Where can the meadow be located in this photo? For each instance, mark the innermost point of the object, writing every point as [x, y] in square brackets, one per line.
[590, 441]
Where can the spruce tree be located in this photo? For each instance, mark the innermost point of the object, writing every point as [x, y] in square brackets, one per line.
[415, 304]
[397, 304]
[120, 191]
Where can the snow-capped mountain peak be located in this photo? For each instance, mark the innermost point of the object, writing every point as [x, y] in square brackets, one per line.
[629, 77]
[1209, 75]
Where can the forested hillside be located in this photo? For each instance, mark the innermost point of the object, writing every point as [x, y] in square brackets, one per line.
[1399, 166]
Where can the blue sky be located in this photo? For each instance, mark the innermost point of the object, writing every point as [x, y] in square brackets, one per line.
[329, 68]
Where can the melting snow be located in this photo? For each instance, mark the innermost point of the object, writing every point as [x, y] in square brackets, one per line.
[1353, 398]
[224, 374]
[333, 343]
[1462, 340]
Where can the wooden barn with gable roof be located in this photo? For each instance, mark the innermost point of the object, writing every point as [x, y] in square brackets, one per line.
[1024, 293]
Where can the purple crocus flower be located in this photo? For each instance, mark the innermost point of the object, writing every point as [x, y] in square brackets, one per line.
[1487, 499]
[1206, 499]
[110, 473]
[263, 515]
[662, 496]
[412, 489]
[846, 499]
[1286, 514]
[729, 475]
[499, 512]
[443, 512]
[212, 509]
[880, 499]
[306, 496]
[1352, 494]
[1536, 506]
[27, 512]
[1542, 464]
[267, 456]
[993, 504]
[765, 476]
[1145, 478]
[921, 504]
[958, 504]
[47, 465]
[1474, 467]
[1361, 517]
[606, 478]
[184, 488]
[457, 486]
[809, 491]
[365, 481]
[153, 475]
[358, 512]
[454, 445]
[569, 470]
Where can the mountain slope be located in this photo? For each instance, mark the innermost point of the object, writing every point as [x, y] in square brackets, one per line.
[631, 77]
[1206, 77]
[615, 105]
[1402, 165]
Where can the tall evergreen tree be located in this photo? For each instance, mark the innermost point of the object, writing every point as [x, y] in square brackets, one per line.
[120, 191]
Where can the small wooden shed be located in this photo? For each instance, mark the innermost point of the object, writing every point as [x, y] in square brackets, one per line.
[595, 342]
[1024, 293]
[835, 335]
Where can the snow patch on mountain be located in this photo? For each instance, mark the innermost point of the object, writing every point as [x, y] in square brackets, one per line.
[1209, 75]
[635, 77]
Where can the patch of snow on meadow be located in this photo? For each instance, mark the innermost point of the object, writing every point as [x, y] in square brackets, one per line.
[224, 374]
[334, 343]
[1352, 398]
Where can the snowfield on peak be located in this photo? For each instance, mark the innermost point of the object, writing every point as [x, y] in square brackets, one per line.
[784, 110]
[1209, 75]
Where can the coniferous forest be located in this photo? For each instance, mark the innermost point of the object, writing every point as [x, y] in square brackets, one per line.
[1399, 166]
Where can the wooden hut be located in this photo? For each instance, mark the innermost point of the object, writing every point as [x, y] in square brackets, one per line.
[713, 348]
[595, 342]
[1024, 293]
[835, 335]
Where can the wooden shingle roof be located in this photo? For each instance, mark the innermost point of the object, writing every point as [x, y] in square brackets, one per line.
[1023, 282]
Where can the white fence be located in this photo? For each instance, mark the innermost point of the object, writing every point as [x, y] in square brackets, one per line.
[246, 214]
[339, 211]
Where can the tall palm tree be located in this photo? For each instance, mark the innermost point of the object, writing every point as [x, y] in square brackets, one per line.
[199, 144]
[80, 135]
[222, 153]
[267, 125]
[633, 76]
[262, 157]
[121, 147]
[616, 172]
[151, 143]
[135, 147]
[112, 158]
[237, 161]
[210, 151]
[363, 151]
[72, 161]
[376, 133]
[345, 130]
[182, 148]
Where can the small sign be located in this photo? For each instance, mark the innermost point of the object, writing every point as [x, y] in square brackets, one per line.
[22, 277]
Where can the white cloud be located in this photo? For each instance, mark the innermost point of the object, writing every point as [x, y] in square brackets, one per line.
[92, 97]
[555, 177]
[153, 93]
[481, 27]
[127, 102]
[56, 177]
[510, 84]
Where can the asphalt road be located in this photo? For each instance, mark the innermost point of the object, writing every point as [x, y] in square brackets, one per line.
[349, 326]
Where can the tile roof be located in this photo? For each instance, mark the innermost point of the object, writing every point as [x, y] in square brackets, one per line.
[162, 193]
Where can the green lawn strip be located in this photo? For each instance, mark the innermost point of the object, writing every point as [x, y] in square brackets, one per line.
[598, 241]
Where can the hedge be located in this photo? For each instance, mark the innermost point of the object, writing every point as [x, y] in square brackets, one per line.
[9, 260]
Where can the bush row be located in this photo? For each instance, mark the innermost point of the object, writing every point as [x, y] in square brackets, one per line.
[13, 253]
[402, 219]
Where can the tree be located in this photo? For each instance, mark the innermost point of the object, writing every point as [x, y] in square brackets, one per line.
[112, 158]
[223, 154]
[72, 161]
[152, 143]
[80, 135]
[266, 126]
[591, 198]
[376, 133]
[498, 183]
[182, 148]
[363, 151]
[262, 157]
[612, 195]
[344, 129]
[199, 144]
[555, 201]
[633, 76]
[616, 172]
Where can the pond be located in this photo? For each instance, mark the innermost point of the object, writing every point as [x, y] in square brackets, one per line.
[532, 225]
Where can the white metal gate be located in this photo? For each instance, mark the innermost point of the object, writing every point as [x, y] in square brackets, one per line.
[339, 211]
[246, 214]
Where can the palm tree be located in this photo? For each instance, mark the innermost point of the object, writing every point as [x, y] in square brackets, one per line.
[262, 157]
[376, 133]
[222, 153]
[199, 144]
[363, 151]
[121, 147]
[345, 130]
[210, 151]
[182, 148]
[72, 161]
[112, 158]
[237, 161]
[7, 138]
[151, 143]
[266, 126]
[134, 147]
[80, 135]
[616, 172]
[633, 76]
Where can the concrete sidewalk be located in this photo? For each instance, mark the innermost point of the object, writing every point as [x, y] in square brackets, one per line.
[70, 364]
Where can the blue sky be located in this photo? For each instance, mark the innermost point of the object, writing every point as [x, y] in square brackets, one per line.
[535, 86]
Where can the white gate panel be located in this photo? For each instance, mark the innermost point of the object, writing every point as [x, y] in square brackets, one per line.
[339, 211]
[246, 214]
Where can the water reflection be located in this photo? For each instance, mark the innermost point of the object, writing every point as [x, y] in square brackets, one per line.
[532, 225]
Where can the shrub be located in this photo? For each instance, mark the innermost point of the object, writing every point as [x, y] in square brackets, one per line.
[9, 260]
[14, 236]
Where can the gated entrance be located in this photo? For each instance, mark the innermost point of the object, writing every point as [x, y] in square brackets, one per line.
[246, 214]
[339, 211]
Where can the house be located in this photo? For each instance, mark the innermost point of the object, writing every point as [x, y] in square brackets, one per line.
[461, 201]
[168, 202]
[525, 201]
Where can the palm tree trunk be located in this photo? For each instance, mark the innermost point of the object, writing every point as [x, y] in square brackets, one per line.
════════════════
Can you reproduce all the material exactly?

> **OUTPUT FOR THIS EXERCISE**
Where can the meadow be located in this photo? For each instance, mark the innermost point of the object, writing every point as [x, y] in square brackets, one per line.
[590, 441]
Where can the spruce tree be located in this photo? For each instance, mark the innermost point of the object, writing every point as [x, y] in square brackets, one per line.
[415, 304]
[397, 304]
[120, 191]
Where can the snow-capped mountain peak be located in this photo? For each instance, mark the innermost point of the object, writing every point as [x, y] in square brackets, one per line.
[629, 77]
[1209, 75]
Where can the forested hillside be located in this photo? For each instance, mark the innermost point of the object, writing every point as [x, y] in square brackets, one per line.
[1399, 166]
Where can the blue sky be located in this photo? For each instance, mark the innermost point of the object, writing every point as [x, y] in square brackets, one per line.
[329, 68]
Where can the melting snow be located in this photo? For each instance, mark the innermost point of the object, writing every point as [x, y] in square brackets, one per line.
[1353, 398]
[224, 374]
[333, 343]
[1462, 340]
Where can the wooden barn with gable roof be located in this photo? For each instance, mark the innermost point of the object, writing every point as [x, y] in square brackets, one per line.
[1024, 293]
Where can the purple crocus flower be located in this photo? For each instance, mark the innermost point of the object, writing every point as [x, y] in square brackets, one per line.
[1487, 499]
[1206, 499]
[110, 473]
[263, 515]
[662, 496]
[412, 489]
[846, 499]
[1286, 514]
[729, 475]
[499, 512]
[443, 512]
[212, 509]
[880, 499]
[306, 496]
[1352, 494]
[1536, 506]
[27, 512]
[1542, 464]
[267, 456]
[993, 504]
[765, 476]
[1145, 478]
[921, 504]
[958, 504]
[47, 465]
[1474, 467]
[1361, 517]
[606, 478]
[184, 488]
[457, 486]
[809, 491]
[365, 481]
[153, 475]
[358, 512]
[454, 445]
[569, 470]
Where can the mountain slope be located in this photo? For each instance, mark the innermost point of the object, writing every point as [x, y] in square brackets, one per line.
[631, 77]
[1206, 77]
[615, 105]
[1402, 165]
Where can the tall evergreen tree be located in this photo? For each instance, mark the innermost point of the object, writing every point as [x, y] in square brackets, one per line.
[120, 191]
Where can the small wooden shed be located in this photo? For each instance, mark the innermost point of the object, writing every point as [x, y] in square brackets, one per line.
[595, 342]
[1024, 293]
[835, 335]
Where can the snow patch on mountain be located in this photo? For each instance, mark the innermost point of the object, writing every point as [x, y] in square brackets, one per line.
[1209, 75]
[635, 77]
Where can the patch of snow on meadow be located in this photo? For each instance, mark the innermost point of the object, writing every point as [x, y] in square brackets, one per line.
[224, 374]
[334, 343]
[1352, 398]
Where can the snowfield on peak be located in this photo? For each instance, mark the innermost point of the object, writing every point as [x, y] in square brackets, one per line.
[784, 110]
[1209, 75]
Where can the coniferous forest be located in this photo? For each instance, mark the innermost point of the object, writing every point as [x, y] in square brackets, one per line.
[1399, 166]
Where can the wooden hut be located in this photo? For each instance, mark the innermost point of the object, writing every point as [x, y] in square brackets, one per line.
[713, 348]
[595, 342]
[1024, 293]
[835, 335]
Where can the wooden shingle roof be located in this photo? For each instance, mark the innermost point of the object, writing every point as [x, y] in square brackets, one per line.
[1023, 282]
Where can the white fence be located in this photo? For each instance, mark the innermost point of the object, writing every point as [x, y] in square brackets, one per line.
[246, 214]
[339, 211]
Where can the tall palm tree be located in this photo? For each instance, mark the innermost point of the object, writing every point as [x, y] in square brackets, one per line.
[199, 144]
[80, 135]
[222, 153]
[267, 125]
[633, 76]
[262, 157]
[121, 147]
[616, 172]
[151, 143]
[135, 147]
[112, 158]
[237, 161]
[210, 151]
[363, 151]
[72, 161]
[376, 133]
[345, 130]
[182, 148]
Where can the small sign be located in this photo? For each instance, mark the innermost point of the object, writing every point as [x, y] in square brackets, one per line.
[22, 277]
Where can the white cloud be located in this photo? For each instance, mark the innermost point of the object, writing every point as [x, y] in square brackets, one per line.
[92, 97]
[555, 177]
[153, 93]
[481, 27]
[127, 102]
[56, 177]
[510, 84]
Where can the asphalt road be located in this photo? For each instance, mark the innermost point of the object, writing every point as [x, y] in square brackets, one per line.
[349, 326]
Where can the tile roof be located in this photo? For each instance, mark the innermost point of the object, writing every point as [x, y] in square brackets, one per line.
[162, 193]
Where can the green lawn strip be located in this photo? For each instance, mark the innermost point of the object, writing every point as [x, y] in square brackets, one per line.
[598, 241]
Where can the hedge be located in this photo? For each instance, mark the innermost point of the object, writing every point as [x, y] in square brackets, one per line.
[9, 260]
Where can the bush row be located in this photo? For each instance, mark the innermost point of the object, writing every point as [x, y] in square brackets, one per line.
[13, 253]
[402, 219]
Where can the tree be located in this photo? For each instance, mark the innermost point of the object, writing every point as [x, y] in square brackets, one per line.
[112, 158]
[223, 154]
[72, 161]
[152, 143]
[80, 135]
[266, 126]
[591, 198]
[376, 133]
[498, 183]
[182, 148]
[363, 151]
[262, 157]
[612, 195]
[344, 129]
[199, 144]
[555, 201]
[633, 76]
[616, 172]
Where can the pond be located in this photo? For each instance, mark the innermost point of the object, writing every point as [x, y] in square brackets, one per line.
[532, 225]
Where can the white metal gate be located in this photo? For each instance, mark the innermost point of the object, writing every point as [x, y] in square brackets, one per line.
[339, 211]
[246, 214]
Where can the palm tree be located in this photo? For each instance, mark the innermost point of the object, writing every point as [x, y] in square brackets, one per line.
[262, 157]
[376, 133]
[222, 153]
[199, 144]
[363, 151]
[121, 147]
[345, 130]
[210, 151]
[182, 148]
[72, 161]
[112, 158]
[237, 161]
[7, 138]
[151, 143]
[266, 126]
[134, 147]
[80, 135]
[616, 172]
[633, 76]
Where can the concrete sidewalk be located in this photo? For each instance, mark the innermost point of the object, writing every point as [x, y] in square brackets, one per line.
[70, 364]
Where can the blue sky be located in this photo? For each instance, mark the innermost point of the object, writing every point as [x, y] in square brackets, one per line.
[535, 86]
Where can the white gate panel be located in this photo? For each instance, mark the innermost point of the object, writing every point as [x, y] in square brackets, one per line.
[339, 211]
[246, 214]
Where can the water reflection be located in this photo? For each instance, mark the innermost point of the object, writing every point as [x, y] in square brackets, one per line.
[532, 225]
Where can the shrub be located in this photo? For each instance, mark the innermost point of the object, writing every point as [x, y] in square brackets, one per line.
[9, 260]
[14, 236]
Where can the gated entrance be located in this photo? For each instance, mark the innermost point of the object, writing every point as [x, y] in square brackets, one per line.
[246, 214]
[339, 211]
Where can the house be located in this photo? For each instance, mark the innermost point of the object, writing every point as [x, y] in square brackets, one per line.
[461, 201]
[168, 202]
[525, 201]
Where can the palm tree trunk be located in this photo? For each instance, mark the innermost point of the object, writing every point as [x, y] in square brackets, one per line.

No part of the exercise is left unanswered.